Problem statement - Locate "Each instance of the water" in the listing below, then output the line holding it and every line after it, exactly and with nothing else.

## START Dataset rows

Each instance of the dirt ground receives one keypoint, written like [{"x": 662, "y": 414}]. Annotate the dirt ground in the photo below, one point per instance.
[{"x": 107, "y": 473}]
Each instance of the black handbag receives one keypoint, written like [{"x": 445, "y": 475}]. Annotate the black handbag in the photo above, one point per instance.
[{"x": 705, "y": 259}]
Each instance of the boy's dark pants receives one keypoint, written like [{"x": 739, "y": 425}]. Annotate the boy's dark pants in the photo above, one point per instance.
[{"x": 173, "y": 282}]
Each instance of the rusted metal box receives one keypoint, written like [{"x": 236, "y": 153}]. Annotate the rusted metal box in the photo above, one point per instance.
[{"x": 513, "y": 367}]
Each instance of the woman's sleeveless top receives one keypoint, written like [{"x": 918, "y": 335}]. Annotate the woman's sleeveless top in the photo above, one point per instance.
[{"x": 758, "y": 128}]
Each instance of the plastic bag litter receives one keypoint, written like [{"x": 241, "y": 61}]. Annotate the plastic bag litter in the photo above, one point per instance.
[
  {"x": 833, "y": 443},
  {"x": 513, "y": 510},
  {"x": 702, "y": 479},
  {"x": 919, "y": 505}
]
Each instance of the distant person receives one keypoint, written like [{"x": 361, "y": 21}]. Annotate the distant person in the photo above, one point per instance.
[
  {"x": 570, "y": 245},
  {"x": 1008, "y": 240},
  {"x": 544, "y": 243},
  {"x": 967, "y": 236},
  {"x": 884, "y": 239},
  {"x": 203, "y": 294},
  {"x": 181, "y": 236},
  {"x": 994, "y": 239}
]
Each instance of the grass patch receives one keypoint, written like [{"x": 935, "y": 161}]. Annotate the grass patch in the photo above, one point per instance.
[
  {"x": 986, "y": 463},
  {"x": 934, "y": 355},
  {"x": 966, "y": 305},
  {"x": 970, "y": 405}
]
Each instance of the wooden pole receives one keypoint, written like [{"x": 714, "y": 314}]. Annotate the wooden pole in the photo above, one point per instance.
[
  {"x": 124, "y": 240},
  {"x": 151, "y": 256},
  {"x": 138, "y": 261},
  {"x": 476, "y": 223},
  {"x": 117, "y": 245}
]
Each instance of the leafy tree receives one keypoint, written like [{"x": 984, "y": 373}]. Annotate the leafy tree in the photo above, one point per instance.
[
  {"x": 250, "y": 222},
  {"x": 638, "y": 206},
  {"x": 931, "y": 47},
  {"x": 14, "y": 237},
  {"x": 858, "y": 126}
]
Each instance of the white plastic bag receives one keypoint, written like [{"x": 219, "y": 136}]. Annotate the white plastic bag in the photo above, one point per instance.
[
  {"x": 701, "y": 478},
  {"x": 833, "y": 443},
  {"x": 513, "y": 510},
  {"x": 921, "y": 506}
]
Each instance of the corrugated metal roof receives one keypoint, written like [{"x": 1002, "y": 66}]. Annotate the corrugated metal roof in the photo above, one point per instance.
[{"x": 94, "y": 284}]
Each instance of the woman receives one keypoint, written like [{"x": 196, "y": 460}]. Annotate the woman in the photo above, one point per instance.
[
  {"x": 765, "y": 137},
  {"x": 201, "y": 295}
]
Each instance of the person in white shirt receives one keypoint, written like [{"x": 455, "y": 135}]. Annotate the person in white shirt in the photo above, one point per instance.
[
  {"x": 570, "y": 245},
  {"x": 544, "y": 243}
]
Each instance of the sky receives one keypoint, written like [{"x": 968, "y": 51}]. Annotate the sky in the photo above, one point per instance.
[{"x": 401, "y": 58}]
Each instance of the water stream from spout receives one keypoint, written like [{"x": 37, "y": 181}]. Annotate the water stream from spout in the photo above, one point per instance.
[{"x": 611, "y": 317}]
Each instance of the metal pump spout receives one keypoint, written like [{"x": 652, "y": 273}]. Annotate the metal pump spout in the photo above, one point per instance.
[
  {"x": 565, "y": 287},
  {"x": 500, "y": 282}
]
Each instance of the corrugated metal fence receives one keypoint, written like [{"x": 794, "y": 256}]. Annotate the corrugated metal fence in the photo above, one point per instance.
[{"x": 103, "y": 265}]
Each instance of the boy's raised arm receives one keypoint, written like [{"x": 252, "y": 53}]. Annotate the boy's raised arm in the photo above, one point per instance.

## END Dataset rows

Exercise answer -
Each instance of the water stream from spout receives one keypoint, written like [{"x": 37, "y": 181}]. Annotate the water stream from spout in the photo above, one point per instance.
[{"x": 611, "y": 317}]
Each instance of the metal pump spout receives one keypoint, written like [{"x": 652, "y": 273}]. Annotate the metal pump spout in the photo above, one point per instance.
[
  {"x": 565, "y": 287},
  {"x": 500, "y": 282}
]
Each instance of the corrugated metal fence receives one keypoint, written like [{"x": 794, "y": 256}]. Annotate the corrugated metal fence in the photo above, one point per instance.
[{"x": 103, "y": 265}]
Each instance of the boy's raised arm receives one keypoint, written like [{"x": 252, "y": 53}]. Annotate the boy's raised arm in the photo above, one point per instance.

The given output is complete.